Challenge.
Extract the listing below in full, unchanged.

== == ==

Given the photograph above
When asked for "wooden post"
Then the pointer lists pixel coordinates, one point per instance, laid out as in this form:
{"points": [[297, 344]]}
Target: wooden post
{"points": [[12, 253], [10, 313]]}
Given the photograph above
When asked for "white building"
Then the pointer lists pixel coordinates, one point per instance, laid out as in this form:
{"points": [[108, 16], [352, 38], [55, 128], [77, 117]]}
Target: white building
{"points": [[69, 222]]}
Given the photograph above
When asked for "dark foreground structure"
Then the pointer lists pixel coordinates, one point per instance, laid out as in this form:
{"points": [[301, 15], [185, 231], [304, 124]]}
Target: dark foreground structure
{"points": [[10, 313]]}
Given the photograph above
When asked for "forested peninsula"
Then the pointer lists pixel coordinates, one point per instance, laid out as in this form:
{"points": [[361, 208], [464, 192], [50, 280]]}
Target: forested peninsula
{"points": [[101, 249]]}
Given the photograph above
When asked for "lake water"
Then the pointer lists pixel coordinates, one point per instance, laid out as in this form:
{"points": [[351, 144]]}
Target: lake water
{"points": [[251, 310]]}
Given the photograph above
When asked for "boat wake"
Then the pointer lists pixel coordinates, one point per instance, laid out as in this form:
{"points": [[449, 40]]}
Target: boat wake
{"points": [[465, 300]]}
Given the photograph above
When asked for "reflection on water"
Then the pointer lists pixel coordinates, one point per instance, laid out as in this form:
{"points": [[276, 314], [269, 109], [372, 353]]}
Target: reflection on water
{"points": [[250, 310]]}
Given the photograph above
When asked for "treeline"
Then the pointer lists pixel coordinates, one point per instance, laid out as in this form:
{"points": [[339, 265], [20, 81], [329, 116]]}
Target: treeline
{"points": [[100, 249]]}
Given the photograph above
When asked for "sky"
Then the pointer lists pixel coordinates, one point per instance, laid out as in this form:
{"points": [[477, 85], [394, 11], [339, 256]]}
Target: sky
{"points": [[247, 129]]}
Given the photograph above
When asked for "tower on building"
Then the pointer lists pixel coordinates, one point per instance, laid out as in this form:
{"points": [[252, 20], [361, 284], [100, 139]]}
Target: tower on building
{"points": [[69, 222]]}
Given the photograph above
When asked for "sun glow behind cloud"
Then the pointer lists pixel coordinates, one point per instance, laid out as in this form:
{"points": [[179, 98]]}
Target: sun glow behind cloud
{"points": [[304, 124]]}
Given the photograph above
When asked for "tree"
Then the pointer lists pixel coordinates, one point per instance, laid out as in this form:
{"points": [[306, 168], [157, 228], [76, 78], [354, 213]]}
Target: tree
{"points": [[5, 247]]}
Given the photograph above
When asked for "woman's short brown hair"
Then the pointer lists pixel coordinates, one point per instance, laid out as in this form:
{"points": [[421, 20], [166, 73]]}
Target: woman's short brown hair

== == ==

Task response.
Given the photograph above
When asked for "wooden post"
Then the pointer lists pixel coordinates, one point per instance, laid out as in this form:
{"points": [[297, 344]]}
Target: wooden post
{"points": [[12, 253], [10, 313]]}
Given the photograph above
When asked for "white building"
Then the pointer lists pixel coordinates, one point per instance, laid out as in this form:
{"points": [[108, 16], [352, 38], [55, 128], [77, 117]]}
Target: white building
{"points": [[69, 222]]}
Given the photograph above
When asked for "dark foreground structure"
Then the pointer lists pixel coordinates, one point per instance, laid out as in this form:
{"points": [[301, 15], [185, 231], [304, 124]]}
Target: dark foreground structure
{"points": [[10, 313]]}
Given the photograph above
When asked for "forested peninsula"
Then the pointer lists pixel coordinates, one point per instance, laid out as in this form:
{"points": [[361, 208], [464, 192], [50, 280]]}
Target: forested peninsula
{"points": [[101, 249]]}
Given the photograph above
When asked for "lake water"
Then the pointer lists pixel coordinates, one point per instance, laid out as in this form:
{"points": [[351, 144]]}
Target: lake water
{"points": [[251, 310]]}
Given the photograph above
When asked for "boat wake"
Then the pointer lists pixel coordinates, one point per instance, laid out as in this form:
{"points": [[449, 40]]}
Target: boat wake
{"points": [[465, 300]]}
Given the photograph above
When asked for "reflection on water"
Then the pointer lists pixel coordinates, one point per instance, laid out as in this form:
{"points": [[276, 314], [269, 109], [372, 353]]}
Target: reflection on water
{"points": [[250, 310]]}
Given the photograph above
When asked for "treeline"
Then the pointer lists pixel coordinates, one point per instance, laid out as in this form:
{"points": [[339, 265], [20, 81], [329, 116]]}
Target: treeline
{"points": [[100, 249]]}
Given the photograph above
When asked for "sky"
Then the pointer lists pixel coordinates, one point per instance, laid out as in this form:
{"points": [[477, 85], [394, 11], [339, 256]]}
Target: sky
{"points": [[247, 129]]}
Given the photograph above
When asked for "tower on building"
Then the pointer lists pixel coordinates, one point per instance, laid out as in this form:
{"points": [[252, 20], [361, 284], [100, 139]]}
Target: tower on building
{"points": [[69, 222]]}
Given the photograph above
When asked for "sun glow behind cloud"
Then the pointer lists pixel coordinates, one point per instance, laid out as in this form:
{"points": [[179, 98]]}
Target: sun glow behind cloud
{"points": [[304, 124]]}
Given the photograph above
When asked for "tree"
Then the pointer lists pixel coordinates, one point per instance, laid out as in this form:
{"points": [[306, 168], [157, 228], [76, 78], [354, 213]]}
Target: tree
{"points": [[5, 247]]}
Given the photograph above
When asked for "woman's short brown hair"
Then the pointer lists pixel coordinates, one point per instance, laid out as in this form:
{"points": [[421, 20], [166, 73]]}
Target: woman's short brown hair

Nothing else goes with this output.